**Passage for review**:
--------------------------------------------------
Effect of lasofoxifene on the progression of primary tumors expressing WT and mutant ERα. a Representative in vivo luminescence images of mice bearing tumors expressing MCF7 WT, Y537S, and D538G ERα at day 56 after treatment initiation. b Total photon flux of luminescence signals measured by in vivo imaging for tumors expressing MCF7 WT, Y537S, and D538G ERα over time (n = 8–10). c Average weight of mammary glands at sacrifice (n = 8–10 glands). *p < 0.05, **p < 0.005, ***p < 0.0005, ****p < 0.0001 by Student’s t-test. F, fulvestrant; L1, L5, and L10, lasofoxifene at 1, 5, and 10 mg/kg; SEM, standard error of the mean; V, vehicle
Data on final primary tumor weight at sacrifice correlated with the in vivo luminescence imaging results, with a more obvious and statistically robust dose effect for LAS, especially for the Y537S mutant. Significantly lower terminal tumor weights were observed for FUL and LAS relative to vehicle in the three mouse models (Fig. 1c). Reduction in tumor weight with 5 and 10 mg/kg of LAS was approximately 60% for Y537S and 50% for D538G. Final tumor weights were much lower in mice injected with MCF7 cells expressing WT ERα compared with the other two MCF7 variants, reflecting the slower growth of WT versus mutant tumors, as expected. LAS 5 or 10 mg/kg resulted in significantly lower tumor weights for both ERα mutants versus FUL. However, FUL appeared to be more effective than LAS at inhibiting WT tumor.
Metastasis with LAS monotherapy
Histological analysis revealed metastases of the primary tumor to the lung and the liver in vehicle-treated mice, with the total area of lung metastases considerably larger for Y537S and D538G than for WT (Fig. 2). LAS at 10 mg/kg decreased lung metastases in all three mouse models as shown by IHC staining (Fig. 2a). In WT tumors, LAS at all tested doses reduced lung metastases to a level comparable to that by FUL (average percent area of metastasis: 4% by vehicle, 0.9–1.5 % by LAS, and 1% by FUL, p = NS; Fig. 2b). For both mutant tumors, the inhibitory effect of LAS appeared dose dependent, with the two higher doses almost completely blocking metastasis, although a significant difference versus vehicle was only observed for 5 mg/kg LAS in D538G mice. FUL versus vehicle completely blocked lung metastasis of WT tumors and significantly blocked lung metastasis of D538G but not Y537S tumors.
--------------------------------------------------
**Given entries**:
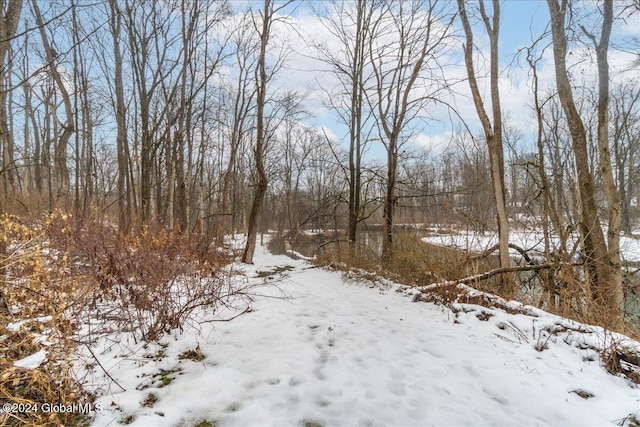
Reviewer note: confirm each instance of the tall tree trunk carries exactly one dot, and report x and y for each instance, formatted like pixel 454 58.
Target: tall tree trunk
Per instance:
pixel 602 264
pixel 493 132
pixel 10 16
pixel 260 187
pixel 62 180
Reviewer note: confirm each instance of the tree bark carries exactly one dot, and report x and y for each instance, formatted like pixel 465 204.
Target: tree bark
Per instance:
pixel 603 273
pixel 493 132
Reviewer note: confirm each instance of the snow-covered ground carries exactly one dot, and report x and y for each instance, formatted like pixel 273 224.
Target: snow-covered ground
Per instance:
pixel 528 240
pixel 341 352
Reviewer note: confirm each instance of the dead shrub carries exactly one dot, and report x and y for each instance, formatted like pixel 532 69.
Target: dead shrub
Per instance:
pixel 148 283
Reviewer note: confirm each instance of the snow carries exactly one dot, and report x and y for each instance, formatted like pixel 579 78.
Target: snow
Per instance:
pixel 342 352
pixel 530 240
pixel 33 361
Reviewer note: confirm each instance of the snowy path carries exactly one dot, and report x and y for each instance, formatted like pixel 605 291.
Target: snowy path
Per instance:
pixel 345 354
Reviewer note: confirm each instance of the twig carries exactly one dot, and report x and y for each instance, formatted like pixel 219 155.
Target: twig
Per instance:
pixel 103 368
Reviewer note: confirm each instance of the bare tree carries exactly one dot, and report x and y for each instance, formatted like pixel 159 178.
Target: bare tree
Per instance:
pixel 492 128
pixel 10 11
pixel 350 24
pixel 268 16
pixel 602 257
pixel 406 37
pixel 62 178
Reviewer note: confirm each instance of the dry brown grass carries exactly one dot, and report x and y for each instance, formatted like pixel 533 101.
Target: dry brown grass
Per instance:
pixel 56 269
pixel 413 262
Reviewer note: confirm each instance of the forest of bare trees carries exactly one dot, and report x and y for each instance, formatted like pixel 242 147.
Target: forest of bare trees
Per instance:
pixel 189 115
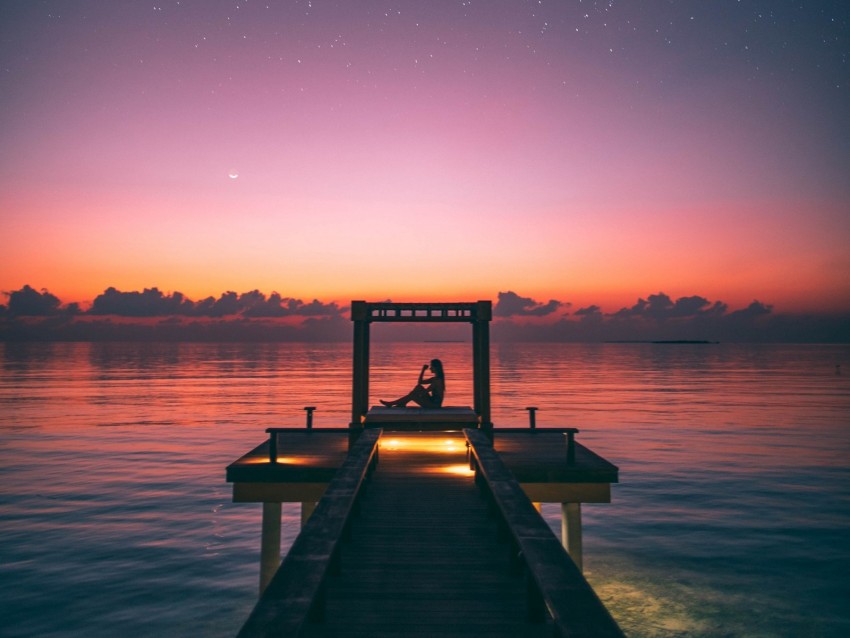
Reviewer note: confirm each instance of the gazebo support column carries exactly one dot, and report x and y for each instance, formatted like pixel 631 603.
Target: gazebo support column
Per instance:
pixel 269 544
pixel 571 531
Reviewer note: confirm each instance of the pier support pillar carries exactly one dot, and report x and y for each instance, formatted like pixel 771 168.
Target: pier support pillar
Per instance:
pixel 571 531
pixel 270 544
pixel 307 508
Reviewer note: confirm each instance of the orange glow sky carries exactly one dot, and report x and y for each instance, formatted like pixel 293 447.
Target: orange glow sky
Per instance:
pixel 589 152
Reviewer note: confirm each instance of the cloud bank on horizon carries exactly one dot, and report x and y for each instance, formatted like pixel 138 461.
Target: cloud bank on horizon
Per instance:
pixel 31 314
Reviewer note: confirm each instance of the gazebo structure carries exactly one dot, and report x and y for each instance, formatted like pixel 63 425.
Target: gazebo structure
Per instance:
pixel 363 314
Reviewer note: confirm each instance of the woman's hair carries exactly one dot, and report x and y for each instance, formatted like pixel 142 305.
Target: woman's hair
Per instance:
pixel 437 367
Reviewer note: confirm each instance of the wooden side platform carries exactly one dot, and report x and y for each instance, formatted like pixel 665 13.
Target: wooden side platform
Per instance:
pixel 421 419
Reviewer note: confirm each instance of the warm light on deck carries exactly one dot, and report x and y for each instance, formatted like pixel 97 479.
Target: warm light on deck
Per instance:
pixel 281 460
pixel 434 445
pixel 456 470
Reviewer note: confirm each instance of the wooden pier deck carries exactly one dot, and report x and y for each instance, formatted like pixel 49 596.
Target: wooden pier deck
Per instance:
pixel 407 540
pixel 424 558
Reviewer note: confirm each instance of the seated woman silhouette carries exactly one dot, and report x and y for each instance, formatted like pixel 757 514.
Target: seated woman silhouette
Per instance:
pixel 428 393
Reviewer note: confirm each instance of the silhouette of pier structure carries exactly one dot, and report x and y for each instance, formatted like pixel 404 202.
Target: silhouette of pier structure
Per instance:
pixel 423 522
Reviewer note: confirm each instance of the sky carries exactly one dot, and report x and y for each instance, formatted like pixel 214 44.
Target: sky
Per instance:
pixel 589 153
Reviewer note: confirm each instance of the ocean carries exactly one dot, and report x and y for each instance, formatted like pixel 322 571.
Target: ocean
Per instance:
pixel 731 517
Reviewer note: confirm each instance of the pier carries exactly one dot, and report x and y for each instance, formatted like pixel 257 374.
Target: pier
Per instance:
pixel 424 522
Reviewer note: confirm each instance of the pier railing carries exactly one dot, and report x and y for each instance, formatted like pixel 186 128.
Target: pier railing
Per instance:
pixel 555 586
pixel 296 592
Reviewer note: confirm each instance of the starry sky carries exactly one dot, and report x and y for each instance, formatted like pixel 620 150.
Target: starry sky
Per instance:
pixel 584 151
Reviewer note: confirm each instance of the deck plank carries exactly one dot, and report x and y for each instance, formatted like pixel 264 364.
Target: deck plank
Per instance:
pixel 424 558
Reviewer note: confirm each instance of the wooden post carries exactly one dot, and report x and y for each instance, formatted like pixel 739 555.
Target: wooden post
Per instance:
pixel 270 544
pixel 571 531
pixel 481 363
pixel 360 372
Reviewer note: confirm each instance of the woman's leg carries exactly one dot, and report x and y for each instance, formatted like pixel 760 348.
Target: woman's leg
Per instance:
pixel 414 395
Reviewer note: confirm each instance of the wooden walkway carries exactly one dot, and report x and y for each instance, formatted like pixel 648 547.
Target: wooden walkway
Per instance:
pixel 424 558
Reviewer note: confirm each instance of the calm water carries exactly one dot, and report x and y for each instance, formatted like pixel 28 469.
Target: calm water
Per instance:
pixel 731 518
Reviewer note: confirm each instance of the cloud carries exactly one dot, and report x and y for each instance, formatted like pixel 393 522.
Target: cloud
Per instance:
pixel 661 307
pixel 152 302
pixel 28 302
pixel 148 303
pixel 255 316
pixel 511 304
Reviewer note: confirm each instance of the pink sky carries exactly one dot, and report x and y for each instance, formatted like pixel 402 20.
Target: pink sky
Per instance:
pixel 588 152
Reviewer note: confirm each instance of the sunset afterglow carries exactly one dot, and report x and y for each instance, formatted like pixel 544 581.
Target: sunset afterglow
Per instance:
pixel 592 153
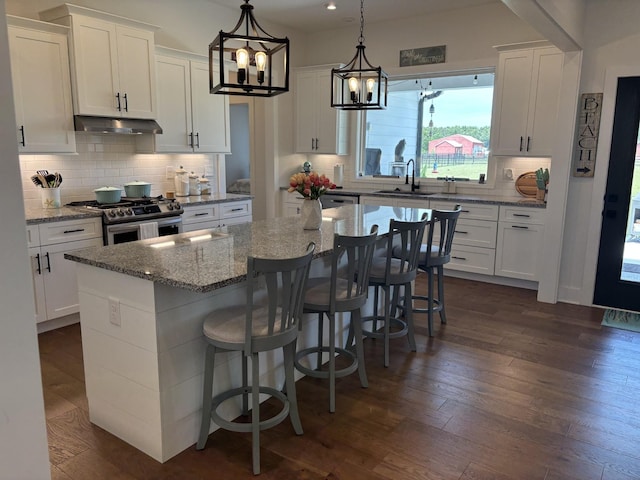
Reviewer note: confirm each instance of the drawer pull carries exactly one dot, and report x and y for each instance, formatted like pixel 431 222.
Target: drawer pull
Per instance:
pixel 39 266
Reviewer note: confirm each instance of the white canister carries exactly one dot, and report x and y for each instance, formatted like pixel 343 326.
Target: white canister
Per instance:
pixel 194 184
pixel 205 185
pixel 182 182
pixel 338 174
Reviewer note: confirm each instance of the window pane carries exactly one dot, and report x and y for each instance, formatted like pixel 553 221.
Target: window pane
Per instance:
pixel 444 123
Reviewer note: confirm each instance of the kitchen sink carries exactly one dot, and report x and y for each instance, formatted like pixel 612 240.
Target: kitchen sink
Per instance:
pixel 405 192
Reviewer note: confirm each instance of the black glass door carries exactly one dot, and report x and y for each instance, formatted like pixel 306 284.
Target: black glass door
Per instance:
pixel 618 274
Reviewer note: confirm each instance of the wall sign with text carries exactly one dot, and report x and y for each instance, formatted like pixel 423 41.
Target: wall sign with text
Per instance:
pixel 423 56
pixel 588 127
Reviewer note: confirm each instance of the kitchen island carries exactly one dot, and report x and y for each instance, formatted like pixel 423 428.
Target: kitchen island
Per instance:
pixel 142 305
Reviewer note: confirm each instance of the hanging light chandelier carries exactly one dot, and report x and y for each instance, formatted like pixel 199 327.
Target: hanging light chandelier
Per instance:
pixel 248 61
pixel 358 85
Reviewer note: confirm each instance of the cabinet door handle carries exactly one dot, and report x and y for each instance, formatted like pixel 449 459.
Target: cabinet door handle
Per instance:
pixel 39 266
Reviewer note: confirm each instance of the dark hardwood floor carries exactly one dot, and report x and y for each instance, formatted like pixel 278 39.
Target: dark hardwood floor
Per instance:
pixel 509 389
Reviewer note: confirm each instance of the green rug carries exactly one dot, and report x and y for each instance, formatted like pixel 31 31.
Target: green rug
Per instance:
pixel 621 319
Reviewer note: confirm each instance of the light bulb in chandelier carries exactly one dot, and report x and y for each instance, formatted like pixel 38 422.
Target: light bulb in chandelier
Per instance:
pixel 371 83
pixel 242 60
pixel 354 88
pixel 261 63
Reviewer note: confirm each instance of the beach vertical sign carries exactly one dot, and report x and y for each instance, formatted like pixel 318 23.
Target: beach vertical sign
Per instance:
pixel 588 127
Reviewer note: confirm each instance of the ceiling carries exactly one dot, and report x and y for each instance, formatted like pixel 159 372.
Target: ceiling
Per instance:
pixel 312 15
--------------------------------------------------
**Action item A**:
Please answer the following questions about the lasofoxifene passage.
(i) What does the abbreviation L5 stand for?
(ii) By approximately what percentage did 5 and 10 mg/kg of LAS reduce tumor weight for D538G?
(iii) What was the average percent area of lung metastasis in vehicle-treated WT tumors?
**Action item B**: Extend the lasofoxifene passage on tumor progression and metastasis, starting after its final sentence.

**Exercise response A**:
(i) Lasofoxifene at 5 mg/kg
(ii) Approximately 50%
(iii) 4%

**Exercise response B**:
Lasofoxifene reduced lung and liver metastases. a Representative areas of IHC staining with human cytokeratin AE1/AE3 showing lung metastases (brown). b Percent of metastasis area normalized to total lung area (n = 4–5). *p < 0.05, **p < 0.005 by Student t-test. c Representative H&E staining of livers. d Percent metastasis area normalized to total liver area (n = 3–5). *p < 0.05, **p < 0.005 by Student t-test for Y537S; §p = 0.05 by Fisher’s exact test for D538G. F, fulvestrant; L1, L5, and L10, lasofoxifene at 1, 5, and 10 mg/kg; V, vehicle
Similarly, H&E staining showed that LAS inhibited metastasis to the liver for both mutants, while FUL only had an effect on D538G (Fig. 2c). Quantification of metastatic coverage confirmed that LAS at 5 and 10 mg/kg was significantly more effective at reducing liver metastases of Y537S mutant cells compared with vehicle and FUL (Fig. 2d). The D538G tumors were less metastatic (with smaller metastases) than the Y537S tumors in the liver, and no liver metastases were observed in D538G mice treated with LAS or FUL (Fig. 2d).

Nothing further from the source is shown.